PROVIDED INFORMATION:
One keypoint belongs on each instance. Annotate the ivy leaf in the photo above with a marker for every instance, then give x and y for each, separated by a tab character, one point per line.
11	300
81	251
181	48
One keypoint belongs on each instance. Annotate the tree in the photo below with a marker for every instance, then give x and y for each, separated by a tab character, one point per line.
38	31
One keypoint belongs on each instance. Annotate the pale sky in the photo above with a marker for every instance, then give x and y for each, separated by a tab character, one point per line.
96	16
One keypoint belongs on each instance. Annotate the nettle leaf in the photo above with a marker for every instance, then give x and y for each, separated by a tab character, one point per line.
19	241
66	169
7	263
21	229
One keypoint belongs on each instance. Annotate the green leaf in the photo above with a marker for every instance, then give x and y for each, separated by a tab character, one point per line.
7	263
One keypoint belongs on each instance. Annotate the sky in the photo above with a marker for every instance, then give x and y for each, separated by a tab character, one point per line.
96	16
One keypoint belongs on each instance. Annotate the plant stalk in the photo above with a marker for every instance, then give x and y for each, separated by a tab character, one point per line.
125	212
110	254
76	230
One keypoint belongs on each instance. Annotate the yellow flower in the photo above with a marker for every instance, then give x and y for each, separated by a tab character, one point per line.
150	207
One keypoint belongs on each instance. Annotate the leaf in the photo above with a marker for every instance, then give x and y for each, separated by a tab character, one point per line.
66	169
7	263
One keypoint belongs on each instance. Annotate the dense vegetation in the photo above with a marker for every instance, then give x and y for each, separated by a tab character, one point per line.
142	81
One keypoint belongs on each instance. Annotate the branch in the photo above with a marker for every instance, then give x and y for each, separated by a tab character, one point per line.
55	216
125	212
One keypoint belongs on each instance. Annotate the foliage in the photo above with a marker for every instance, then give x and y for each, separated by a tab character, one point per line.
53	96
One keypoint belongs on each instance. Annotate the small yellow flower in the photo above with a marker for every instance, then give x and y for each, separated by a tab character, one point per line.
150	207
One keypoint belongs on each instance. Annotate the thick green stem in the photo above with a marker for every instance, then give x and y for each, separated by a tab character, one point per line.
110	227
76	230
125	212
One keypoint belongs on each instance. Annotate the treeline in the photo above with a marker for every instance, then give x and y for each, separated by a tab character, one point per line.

EXERCISE DIRECTIONS:
Could you reproduce the items from the line containing "One keypoint belongs on each instance. Annotate the plant" through the end of the items, with "Annotate" swapped for "Label" and nothing else altered?

SOLUTION BELOW:
One keypoint belongs on each instance. Label the plant stalk in the photo above with a marker for every instance, then give x and y for each, separated by a tab character, one point per line.
125	212
110	254
76	230
One keypoint belongs on each instance. Label the yellow flower in the photo above with a marker for every instance, then give x and y for each, separated by a tab character, one point per line.
150	207
One keypoint belongs on each instance. Label the leaf in the photo above with a marker for every instance, then give x and y for each, separated by a tab character, one point per line.
66	169
7	263
One keypoint belongs on each instance. Label the dense vegetation in the photo above with a marker for every instance, then give x and y for each, separated by a tab character, one point per line.
142	81
One keypoint belongs on each instance. Label the branch in the photo above with a marker for every instance, then give x and y for each, separated by a tab character, one point per line.
55	216
125	212
One keypoint belongs on each instance. Label the foliage in the photo above with a marker for every instance, then give x and y for each, separated by a tab character, one point per line.
53	96
One keypoint belongs on each instance. Label the small yellow flower in the photo above with a marker for every instance, then give x and y for each, separated by a tab character, one point per line.
150	207
One keypoint belongs on each instance. Label the thick green stem in the photo above with a marker for every instance, then give x and y for each, separated by a tab character, one point per line.
110	227
76	230
125	212
One keypoint belongs on each instance. Label the treeline in the photo above with a marker for every instance, then give x and y for each, separated by a tab character, one point per line.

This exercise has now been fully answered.